* **PROVIDED TEXT**:
>>>

ABC Radio Southern Queensland Drive Show
With Craig Zonca
8 February 2011
5:10pm
E & OE
Subjects: AUSCORPS volunteering proposal
CRAIG ZONCA:
You’ve seen and heard about the amazing volunteer response around the state during the flood and cyclone clean up and recovery effort. Thousands packed the ute with shovels and mops and everything else they could think of to go from house to house. Others took cold drinks around. Those with a few muscles did the heavy lifting. The past six weeks has really highlighted the need for volunteers. And the Shadow Federal Minister for Disabilities, Carers and the Voluntary Sector Senator Mitch Fifield thinks we need to revisit the idea of AUSCORPS an army of volunteers, if you like. Senator, good afternoon to you. How would this work?
MITCH FIFIELD:
Good afternoon Craig. Well the idea is essentially that university students be offered a debt relief on their HECS debt of up to $2000 a year in return for the voluntary work that they do. So you price an hour’s work at $10, allow them to work up to 200 hours a year, and that would be the incentive for them to engage in a community organisation or a not-for-profit organisation.
ZONCA:
So it’s really targeting younger people?
FIFIELD:
Absolutely. The great thing in Australia is that the voluntary spirit is alive and well. Australians always step up at times of national disaster, which we’ve seen in Victoria and Queensland and Western Australia and Tasmania over the last few weeks. But where voluntary organisations tend to struggle is week in, week out, year in, year out.
ZONCA:
Yeah.
FIFIELD:
The number of volunteers is getting smaller, and those who do volunteer are getting older.
ZONCA:
What kind of work would this volunteer army do?
FIFIELD:
It could be a range of activities. It could be coaching a junior footy team, serving as a scout leader, delivering meals on wheels or serving on the board of a not-for-profit organisation. Or it could be working for the SES or the CFA. The aim is really not to create a new federal volunteer bureaucracy, but to put people towards existing organisations to boost their numbers, to boost their manpower.

<<<

* **DATA LISTING**:

>>>

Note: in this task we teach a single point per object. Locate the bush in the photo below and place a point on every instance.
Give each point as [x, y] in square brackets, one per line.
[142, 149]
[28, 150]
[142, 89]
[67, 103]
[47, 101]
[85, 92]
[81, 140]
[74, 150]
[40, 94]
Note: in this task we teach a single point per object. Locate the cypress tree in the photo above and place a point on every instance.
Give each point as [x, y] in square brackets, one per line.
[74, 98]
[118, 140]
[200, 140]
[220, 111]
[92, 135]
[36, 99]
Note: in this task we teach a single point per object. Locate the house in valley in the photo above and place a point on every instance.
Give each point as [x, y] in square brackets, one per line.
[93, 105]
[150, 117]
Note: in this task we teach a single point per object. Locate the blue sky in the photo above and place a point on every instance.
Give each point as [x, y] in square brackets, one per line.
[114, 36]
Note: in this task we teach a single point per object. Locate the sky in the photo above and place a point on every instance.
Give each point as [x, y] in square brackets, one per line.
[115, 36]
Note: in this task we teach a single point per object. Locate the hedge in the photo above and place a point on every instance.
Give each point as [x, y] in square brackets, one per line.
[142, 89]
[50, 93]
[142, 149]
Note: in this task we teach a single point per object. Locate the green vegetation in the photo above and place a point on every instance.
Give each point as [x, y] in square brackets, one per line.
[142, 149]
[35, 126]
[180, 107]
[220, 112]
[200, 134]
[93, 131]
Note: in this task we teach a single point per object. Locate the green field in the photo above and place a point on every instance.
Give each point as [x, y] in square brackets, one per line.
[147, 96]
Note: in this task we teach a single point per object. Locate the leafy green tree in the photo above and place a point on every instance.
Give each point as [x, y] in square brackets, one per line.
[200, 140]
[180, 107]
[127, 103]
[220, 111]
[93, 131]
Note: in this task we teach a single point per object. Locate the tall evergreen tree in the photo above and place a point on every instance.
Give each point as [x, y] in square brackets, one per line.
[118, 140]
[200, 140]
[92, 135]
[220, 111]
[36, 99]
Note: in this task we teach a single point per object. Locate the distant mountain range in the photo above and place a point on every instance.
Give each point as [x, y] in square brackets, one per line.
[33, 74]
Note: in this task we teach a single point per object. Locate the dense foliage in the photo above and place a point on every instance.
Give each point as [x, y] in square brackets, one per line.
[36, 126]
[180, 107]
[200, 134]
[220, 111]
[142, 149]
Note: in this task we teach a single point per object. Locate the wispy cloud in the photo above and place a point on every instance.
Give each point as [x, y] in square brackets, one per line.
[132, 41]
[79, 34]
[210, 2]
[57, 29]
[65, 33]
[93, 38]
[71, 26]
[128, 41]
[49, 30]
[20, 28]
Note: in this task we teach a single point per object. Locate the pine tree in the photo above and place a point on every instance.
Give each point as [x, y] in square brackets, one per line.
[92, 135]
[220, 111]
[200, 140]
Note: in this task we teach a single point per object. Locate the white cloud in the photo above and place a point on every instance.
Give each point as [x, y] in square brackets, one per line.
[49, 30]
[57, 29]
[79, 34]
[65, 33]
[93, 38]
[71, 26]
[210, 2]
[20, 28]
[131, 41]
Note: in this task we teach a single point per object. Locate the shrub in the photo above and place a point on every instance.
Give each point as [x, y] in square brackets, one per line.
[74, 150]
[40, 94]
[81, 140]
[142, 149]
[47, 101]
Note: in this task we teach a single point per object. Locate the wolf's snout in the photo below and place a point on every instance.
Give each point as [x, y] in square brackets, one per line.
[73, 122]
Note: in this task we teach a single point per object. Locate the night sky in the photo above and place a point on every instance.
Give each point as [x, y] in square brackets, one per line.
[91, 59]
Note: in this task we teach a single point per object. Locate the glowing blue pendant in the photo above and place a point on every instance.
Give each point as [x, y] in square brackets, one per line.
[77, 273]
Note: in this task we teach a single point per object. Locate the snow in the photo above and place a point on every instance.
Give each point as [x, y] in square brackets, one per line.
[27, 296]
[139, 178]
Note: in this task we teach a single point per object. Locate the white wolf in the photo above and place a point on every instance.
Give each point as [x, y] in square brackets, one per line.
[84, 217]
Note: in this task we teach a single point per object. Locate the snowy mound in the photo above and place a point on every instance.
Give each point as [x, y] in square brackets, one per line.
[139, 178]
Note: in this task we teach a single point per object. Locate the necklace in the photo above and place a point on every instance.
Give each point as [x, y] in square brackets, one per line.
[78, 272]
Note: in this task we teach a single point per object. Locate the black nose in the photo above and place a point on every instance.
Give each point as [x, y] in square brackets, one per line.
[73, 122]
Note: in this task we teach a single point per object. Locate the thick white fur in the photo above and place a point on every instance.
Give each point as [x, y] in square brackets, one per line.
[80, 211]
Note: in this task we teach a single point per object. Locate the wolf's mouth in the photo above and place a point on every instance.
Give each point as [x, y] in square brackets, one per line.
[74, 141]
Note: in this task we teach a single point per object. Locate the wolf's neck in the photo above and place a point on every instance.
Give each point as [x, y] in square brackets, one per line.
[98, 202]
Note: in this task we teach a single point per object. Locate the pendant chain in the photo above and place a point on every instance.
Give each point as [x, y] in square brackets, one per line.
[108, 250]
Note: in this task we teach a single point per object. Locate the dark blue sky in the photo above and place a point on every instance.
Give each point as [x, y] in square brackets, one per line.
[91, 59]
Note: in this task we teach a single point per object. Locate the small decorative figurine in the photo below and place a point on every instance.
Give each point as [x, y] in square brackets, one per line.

<<<

* **WHAT IS BEING ASKED**: Reproduce the part of the AUSCORPS interview transcript from "ABC Radio Southern" down to "would this work?", without changing a word. The data that comes after the text was taken from a separate source.

* **SOLUTION TO THIS TASK**:
ABC Radio Southern Queensland Drive Show
With Craig Zonca
8 February 2011
5:10pm
E & OE
Subjects: AUSCORPS volunteering proposal
CRAIG ZONCA:
You’ve seen and heard about the amazing volunteer response around the state during the flood and cyclone clean up and recovery effort. Thousands packed the ute with shovels and mops and everything else they could think of to go from house to house. Others took cold drinks around. Those with a few muscles did the heavy lifting. The past six weeks has really highlighted the need for volunteers. And the Shadow Federal Minister for Disabilities, Carers and the Voluntary Sector Senator Mitch Fifield thinks we need to revisit the idea of AUSCORPS an army of volunteers, if you like. Senator, good afternoon to you. How would this work?